Retype the lines between the one holding "</instance>" and the one holding "rough mask: <svg", inclusive, with no changes.

Data items:
+-------+

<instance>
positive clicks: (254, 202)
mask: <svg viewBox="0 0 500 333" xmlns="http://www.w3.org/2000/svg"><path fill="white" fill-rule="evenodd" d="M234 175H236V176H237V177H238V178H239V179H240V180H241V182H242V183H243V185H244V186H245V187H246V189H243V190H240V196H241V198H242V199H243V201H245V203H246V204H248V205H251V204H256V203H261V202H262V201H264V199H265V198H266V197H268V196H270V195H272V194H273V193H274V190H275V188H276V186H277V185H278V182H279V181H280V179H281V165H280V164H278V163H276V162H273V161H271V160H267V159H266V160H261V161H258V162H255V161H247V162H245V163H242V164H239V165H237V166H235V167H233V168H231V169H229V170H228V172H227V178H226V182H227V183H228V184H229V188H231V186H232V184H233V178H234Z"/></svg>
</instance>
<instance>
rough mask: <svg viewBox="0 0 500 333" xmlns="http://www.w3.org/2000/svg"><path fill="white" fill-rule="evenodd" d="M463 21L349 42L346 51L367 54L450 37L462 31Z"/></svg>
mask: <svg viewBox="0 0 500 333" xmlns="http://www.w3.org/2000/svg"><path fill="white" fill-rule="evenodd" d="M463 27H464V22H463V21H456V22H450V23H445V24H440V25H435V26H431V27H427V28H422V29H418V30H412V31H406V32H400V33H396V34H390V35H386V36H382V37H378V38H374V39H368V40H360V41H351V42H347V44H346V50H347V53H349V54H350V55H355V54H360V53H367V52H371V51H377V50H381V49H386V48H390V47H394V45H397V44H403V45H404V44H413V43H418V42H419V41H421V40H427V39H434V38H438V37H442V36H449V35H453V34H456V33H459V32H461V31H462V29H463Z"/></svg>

+-------+

EXERCISE RESULT:
</instance>
<instance>
rough mask: <svg viewBox="0 0 500 333" xmlns="http://www.w3.org/2000/svg"><path fill="white" fill-rule="evenodd" d="M463 21L349 42L346 51L367 54L450 37L462 31Z"/></svg>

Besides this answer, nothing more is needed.